- [SOURCE TEXT]
Can a Marshmallow Predict Your Long-Term Trading Success?

Can a Marshmallow Predict Your Long-Term Trading Success?

Can a Marshmallow Predict Your Long-Term Trading Success?

Sixty years ago, Dr. Walter Mischel, a leading psychologist and former Stanford University professor, performed a simple, but enlightening experiment. The experiment involved a marshmallow, a child, and a slice of 15 minutes of time.

Dr. Mischel tested 600 children between the ages of four and six—all from Stanford University’s Bing Nursery School—and gave each of them a marshmallow in a private room.

Mischel informed the children they could eat the marshmallow now, or they could wait 15 minutes. If they chose to wait 15 minutes, they would be rewarded with a second marshmallow. Then Professor Mischel would leave the testing room, and a hidden video camera would record the children’s behavior.

Now… or later?

These two simple choices seem to follow us throughout life.

In the experiment, the children are confronted by two monumental problems simultaneously, temptation and gratification.  Fifteen minutes to a 4 year-old child is a very long time to deal with the problem of learning to control attention.

Today, in the age of instant “everything,” learning patience and delaying gratification seems to be a quality of a bygone era.  However, what Professor Mischel discovered was that selecting a longer-term time preference is one distinct quality that differentiates achievers from everyone else.  Dr. Mischel tracked his students for 25+ years and discovered that those subjects that chose to delay gratification in the experiment proved to be healthier, wealthier, and happier in life than those who chose immediate gratification.

Dr. Mischel’s study has often been criticized by those who think that he was trying to predict a person’s future based upon how they behaved during this marshmallow test when they were five years old. Instead, what Mischel proved was that we can all learn to make better choices. His contribution to behavioral psychology is something that appears to be common sense. You can get better results in life by learning to visualize better outcomes for a more fulfilling future.

The children that wanted the marshmallow “now” tended to gravitate toward shortcuts in everything they encountered.  However, the subjects that could exercise the discipline of waiting, and chose to delay their gratification, tended to be more optimistic about the future because they could envision a much larger reward down the line. It was exactly this ability to envision a better future that was the key driver to understanding what causes success.

Famed Scientist, Dr. Michio Kaku of the New School thinks that the Marshmallow Test highlights the concept of “time” and understanding the human condition extremely well.  “Humans are constantly dreaming, scheming and imagining about how to improve everything about how they exist in time,” says Kaku. “Intelligence is the ability of humans to map and envision the future based upon the choices they make now. It is this process of making good choices that creates better futures and fulfills our ongoing desire for more fulfilling “self-discovery” says Kaku.

The choice between instant or a delayed reward pits two sides within the brain against one another. On one side, is the “hot” limbic system, which drives impulsive behavior and urges us to enjoy the known reward now. The other side of the brain is the “cooler” prefrontal cortex, which oversees rational planning and logical problem solving, reasons and envisions that greater pleasure is worth the wait.

- [ITEMS]

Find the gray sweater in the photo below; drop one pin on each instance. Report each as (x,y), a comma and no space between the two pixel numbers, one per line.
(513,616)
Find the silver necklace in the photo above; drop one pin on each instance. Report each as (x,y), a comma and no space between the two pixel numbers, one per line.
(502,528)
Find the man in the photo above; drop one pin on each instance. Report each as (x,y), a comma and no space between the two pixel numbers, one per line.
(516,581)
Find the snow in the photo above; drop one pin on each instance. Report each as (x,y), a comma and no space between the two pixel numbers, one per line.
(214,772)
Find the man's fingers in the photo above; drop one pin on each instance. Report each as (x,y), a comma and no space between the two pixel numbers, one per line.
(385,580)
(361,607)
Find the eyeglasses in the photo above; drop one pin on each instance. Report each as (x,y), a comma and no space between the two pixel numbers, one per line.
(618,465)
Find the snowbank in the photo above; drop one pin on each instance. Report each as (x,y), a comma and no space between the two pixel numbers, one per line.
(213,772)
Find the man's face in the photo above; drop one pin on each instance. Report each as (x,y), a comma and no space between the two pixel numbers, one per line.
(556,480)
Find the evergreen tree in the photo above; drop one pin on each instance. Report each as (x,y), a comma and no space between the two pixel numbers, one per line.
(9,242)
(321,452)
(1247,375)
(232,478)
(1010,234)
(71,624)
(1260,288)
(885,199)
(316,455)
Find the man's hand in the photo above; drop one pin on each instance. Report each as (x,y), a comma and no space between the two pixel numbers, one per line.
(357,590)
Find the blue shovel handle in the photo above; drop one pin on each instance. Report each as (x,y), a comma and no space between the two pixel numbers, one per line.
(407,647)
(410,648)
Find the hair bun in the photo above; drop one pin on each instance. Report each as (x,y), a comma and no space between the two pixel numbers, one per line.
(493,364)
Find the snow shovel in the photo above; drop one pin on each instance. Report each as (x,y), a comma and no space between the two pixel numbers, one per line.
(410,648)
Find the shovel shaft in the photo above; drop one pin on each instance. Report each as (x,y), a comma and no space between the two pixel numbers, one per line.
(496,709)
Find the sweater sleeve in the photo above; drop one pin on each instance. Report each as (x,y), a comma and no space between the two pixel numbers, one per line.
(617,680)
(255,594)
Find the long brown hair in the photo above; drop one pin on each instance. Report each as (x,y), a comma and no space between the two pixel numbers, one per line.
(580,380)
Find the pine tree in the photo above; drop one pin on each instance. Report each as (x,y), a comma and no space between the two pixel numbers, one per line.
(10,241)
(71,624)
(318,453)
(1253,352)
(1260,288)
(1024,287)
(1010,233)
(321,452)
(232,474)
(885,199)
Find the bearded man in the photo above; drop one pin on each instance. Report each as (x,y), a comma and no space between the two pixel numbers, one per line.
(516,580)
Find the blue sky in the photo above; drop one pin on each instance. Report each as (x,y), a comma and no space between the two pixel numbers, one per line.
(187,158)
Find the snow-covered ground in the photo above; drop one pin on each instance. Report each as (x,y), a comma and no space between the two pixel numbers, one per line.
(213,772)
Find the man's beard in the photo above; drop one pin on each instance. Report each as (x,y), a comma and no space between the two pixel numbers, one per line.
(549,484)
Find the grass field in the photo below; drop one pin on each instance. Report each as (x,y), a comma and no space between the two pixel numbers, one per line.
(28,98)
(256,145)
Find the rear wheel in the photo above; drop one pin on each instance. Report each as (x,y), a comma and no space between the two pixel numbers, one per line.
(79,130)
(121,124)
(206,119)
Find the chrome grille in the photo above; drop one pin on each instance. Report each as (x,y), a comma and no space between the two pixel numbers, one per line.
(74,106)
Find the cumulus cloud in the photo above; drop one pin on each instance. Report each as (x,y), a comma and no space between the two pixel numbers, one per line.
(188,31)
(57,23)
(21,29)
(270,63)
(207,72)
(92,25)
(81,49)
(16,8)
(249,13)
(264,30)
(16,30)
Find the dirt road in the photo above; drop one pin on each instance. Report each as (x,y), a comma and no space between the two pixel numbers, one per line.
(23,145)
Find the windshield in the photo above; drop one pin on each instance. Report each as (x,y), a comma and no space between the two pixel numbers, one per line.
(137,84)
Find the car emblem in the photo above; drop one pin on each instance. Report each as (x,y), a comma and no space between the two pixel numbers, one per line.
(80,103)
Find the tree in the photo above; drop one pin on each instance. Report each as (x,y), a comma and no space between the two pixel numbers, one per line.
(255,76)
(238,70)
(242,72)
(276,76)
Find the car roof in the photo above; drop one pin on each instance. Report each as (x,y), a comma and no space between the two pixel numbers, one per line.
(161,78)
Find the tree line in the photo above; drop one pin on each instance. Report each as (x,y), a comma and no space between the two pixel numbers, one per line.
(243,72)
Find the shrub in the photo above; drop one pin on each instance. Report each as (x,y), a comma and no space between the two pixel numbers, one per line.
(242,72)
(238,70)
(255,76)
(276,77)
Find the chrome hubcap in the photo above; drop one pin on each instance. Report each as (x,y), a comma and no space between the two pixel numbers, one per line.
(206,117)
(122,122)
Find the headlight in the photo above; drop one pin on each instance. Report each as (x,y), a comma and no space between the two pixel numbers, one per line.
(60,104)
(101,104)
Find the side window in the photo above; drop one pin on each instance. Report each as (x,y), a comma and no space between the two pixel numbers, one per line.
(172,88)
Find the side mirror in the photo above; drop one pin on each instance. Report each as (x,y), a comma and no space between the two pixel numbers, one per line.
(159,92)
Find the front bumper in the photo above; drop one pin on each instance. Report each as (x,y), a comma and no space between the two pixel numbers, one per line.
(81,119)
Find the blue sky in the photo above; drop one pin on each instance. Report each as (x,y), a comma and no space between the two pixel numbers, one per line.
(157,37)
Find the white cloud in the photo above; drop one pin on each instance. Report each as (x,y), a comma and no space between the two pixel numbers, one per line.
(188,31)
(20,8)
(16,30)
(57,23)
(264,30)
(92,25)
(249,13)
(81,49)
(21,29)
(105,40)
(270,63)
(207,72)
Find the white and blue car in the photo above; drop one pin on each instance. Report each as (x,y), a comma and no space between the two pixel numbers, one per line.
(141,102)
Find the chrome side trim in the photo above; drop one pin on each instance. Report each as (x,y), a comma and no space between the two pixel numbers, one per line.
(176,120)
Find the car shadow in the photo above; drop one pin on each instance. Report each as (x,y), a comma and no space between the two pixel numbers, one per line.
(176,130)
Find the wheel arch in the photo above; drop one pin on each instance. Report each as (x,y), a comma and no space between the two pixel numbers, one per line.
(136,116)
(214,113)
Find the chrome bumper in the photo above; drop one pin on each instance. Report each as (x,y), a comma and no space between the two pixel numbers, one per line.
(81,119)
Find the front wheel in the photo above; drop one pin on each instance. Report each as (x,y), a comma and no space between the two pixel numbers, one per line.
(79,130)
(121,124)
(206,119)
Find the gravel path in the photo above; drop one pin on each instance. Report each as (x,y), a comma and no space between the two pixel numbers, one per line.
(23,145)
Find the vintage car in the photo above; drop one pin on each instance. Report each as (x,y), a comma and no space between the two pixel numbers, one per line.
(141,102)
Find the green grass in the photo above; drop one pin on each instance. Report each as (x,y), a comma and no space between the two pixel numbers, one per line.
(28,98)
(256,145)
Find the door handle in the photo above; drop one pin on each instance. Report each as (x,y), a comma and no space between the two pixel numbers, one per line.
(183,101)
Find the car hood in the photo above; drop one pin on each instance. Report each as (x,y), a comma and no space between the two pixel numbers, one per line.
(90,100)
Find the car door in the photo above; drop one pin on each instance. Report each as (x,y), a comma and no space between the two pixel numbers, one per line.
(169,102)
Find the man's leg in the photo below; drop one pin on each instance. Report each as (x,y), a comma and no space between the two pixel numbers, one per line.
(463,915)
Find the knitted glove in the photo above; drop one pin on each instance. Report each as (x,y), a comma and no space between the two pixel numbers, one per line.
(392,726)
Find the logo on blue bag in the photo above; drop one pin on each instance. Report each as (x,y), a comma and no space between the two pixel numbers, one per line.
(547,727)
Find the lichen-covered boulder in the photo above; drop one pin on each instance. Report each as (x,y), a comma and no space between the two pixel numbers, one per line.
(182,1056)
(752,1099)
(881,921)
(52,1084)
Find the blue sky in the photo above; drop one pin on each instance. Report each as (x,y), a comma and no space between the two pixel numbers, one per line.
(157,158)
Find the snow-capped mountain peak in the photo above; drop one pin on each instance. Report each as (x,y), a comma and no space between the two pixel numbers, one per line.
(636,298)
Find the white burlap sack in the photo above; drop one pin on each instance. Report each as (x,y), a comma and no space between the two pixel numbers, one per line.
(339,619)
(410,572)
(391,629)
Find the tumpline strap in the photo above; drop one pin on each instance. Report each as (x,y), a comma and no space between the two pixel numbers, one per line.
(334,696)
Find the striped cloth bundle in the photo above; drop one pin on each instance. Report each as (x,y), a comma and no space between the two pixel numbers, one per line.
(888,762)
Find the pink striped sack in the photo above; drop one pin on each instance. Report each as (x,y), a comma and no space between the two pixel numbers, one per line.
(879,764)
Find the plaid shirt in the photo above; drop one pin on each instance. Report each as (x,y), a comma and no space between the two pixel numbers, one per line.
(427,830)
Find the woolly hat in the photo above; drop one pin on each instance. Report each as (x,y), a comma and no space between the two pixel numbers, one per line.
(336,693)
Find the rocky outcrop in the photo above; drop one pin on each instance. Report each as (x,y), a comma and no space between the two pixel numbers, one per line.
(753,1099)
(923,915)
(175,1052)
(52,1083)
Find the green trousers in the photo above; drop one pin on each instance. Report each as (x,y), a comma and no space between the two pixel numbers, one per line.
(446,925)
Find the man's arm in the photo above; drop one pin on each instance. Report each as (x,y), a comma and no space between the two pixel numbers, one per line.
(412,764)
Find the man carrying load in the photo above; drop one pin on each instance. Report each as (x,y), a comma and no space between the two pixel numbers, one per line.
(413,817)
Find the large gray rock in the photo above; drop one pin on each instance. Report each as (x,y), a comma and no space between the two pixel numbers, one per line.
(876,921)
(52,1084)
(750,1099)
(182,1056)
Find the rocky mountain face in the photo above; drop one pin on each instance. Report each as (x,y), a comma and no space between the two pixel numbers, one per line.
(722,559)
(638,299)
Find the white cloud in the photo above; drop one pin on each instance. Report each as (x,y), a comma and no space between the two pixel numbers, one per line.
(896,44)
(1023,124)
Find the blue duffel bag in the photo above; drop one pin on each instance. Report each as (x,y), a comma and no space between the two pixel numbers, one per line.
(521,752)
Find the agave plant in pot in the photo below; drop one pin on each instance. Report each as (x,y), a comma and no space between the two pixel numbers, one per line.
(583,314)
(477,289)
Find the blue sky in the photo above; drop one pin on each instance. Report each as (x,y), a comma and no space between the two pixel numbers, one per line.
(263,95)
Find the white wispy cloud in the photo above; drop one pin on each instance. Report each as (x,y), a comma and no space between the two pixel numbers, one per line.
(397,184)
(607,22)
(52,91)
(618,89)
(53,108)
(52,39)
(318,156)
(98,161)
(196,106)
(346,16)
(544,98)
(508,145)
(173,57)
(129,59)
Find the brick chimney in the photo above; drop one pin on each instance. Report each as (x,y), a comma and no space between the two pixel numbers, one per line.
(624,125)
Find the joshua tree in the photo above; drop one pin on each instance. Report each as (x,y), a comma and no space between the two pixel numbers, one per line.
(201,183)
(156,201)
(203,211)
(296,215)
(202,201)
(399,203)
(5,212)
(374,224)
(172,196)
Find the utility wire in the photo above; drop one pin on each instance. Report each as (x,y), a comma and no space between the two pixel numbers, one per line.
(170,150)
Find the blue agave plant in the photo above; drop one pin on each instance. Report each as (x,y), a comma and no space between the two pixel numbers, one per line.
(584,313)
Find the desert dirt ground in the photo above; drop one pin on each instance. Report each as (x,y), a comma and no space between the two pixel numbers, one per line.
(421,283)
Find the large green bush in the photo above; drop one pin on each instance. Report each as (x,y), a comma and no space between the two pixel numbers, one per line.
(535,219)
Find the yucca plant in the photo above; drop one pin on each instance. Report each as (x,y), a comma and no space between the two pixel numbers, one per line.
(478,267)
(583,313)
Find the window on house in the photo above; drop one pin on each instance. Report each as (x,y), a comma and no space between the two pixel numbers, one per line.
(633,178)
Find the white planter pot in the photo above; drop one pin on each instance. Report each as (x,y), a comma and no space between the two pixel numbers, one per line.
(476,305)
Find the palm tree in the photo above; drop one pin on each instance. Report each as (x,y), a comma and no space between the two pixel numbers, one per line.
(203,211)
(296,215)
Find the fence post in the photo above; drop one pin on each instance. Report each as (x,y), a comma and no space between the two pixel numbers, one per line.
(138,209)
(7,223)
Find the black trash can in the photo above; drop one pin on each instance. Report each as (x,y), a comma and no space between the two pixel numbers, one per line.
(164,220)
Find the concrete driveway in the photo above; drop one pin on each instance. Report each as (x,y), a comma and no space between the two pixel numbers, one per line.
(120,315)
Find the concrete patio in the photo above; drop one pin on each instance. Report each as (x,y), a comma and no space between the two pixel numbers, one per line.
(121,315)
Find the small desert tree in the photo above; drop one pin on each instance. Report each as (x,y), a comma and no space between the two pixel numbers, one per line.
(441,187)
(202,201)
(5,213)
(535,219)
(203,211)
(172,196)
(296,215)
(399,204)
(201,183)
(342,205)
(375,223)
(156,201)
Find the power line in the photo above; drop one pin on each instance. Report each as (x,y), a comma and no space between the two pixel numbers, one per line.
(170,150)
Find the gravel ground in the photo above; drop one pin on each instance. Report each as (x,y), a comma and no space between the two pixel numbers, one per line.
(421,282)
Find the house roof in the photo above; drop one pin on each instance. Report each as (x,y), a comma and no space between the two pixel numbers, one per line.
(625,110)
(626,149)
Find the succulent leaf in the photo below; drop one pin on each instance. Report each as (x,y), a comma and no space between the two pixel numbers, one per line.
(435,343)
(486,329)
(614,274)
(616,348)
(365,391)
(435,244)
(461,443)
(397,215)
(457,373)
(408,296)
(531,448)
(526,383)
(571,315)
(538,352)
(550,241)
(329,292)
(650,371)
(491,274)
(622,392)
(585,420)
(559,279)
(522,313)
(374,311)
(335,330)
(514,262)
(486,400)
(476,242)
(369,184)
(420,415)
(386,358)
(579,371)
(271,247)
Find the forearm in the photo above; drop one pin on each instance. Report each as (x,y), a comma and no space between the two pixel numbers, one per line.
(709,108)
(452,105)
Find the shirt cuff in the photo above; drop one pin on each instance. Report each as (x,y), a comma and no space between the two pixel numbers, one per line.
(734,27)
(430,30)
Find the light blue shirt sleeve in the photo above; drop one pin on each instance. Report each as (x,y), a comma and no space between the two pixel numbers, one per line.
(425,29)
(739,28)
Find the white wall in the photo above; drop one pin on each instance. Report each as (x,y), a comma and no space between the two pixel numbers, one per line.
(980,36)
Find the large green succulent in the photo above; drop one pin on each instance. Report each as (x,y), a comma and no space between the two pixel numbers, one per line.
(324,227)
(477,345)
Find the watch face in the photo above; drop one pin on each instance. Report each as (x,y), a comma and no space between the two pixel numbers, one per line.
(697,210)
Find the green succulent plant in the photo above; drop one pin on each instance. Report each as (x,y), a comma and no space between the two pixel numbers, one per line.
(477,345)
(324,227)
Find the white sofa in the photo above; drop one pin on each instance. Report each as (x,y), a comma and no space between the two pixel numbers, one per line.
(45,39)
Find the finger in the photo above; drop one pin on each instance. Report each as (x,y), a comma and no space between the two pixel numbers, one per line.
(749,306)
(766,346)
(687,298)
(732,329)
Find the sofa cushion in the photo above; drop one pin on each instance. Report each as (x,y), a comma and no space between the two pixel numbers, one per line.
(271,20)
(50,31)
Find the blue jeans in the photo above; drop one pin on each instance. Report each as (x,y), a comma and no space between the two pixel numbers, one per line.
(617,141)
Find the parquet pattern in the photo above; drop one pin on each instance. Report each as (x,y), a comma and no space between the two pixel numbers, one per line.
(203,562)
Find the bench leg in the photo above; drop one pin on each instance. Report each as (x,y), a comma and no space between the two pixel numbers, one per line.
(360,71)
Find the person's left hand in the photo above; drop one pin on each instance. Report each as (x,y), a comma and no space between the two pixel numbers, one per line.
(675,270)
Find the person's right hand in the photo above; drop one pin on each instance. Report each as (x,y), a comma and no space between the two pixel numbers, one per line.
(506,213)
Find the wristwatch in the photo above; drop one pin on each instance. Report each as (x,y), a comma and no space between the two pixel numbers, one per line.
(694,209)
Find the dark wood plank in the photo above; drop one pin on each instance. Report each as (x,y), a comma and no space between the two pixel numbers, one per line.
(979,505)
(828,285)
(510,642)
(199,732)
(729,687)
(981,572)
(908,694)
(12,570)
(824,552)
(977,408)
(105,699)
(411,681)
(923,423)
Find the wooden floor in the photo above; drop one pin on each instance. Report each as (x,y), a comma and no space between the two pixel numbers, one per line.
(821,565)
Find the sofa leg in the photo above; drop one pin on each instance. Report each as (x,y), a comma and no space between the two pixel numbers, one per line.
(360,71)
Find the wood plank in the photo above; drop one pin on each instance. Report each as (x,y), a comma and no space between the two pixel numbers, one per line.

- [WORK TO DO]
• 1. Output the passage from the marshmallow article that begins at the words "These two simple" and stops after the words "to control attention.", copying it word for word.
• 2. Answer these questions using the marshmallow article.
(a) How many children did Dr. Mischel test?
(b) For how many years did Dr. Mischel track his students?
(c) Which part of the brain drives impulsive behavior?

- [TASK RESPONSES]
• 1.
These two simple choices seem to follow us throughout life.

In the experiment, the children are confronted by two monumental problems simultaneously, temptation and gratification.  Fifteen minutes to a 4 year-old child is a very long time to deal with the problem of learning to control attention.

• 2.
(a) 600 children.
(b) 25+ years.
(c) The "hot" limbic system.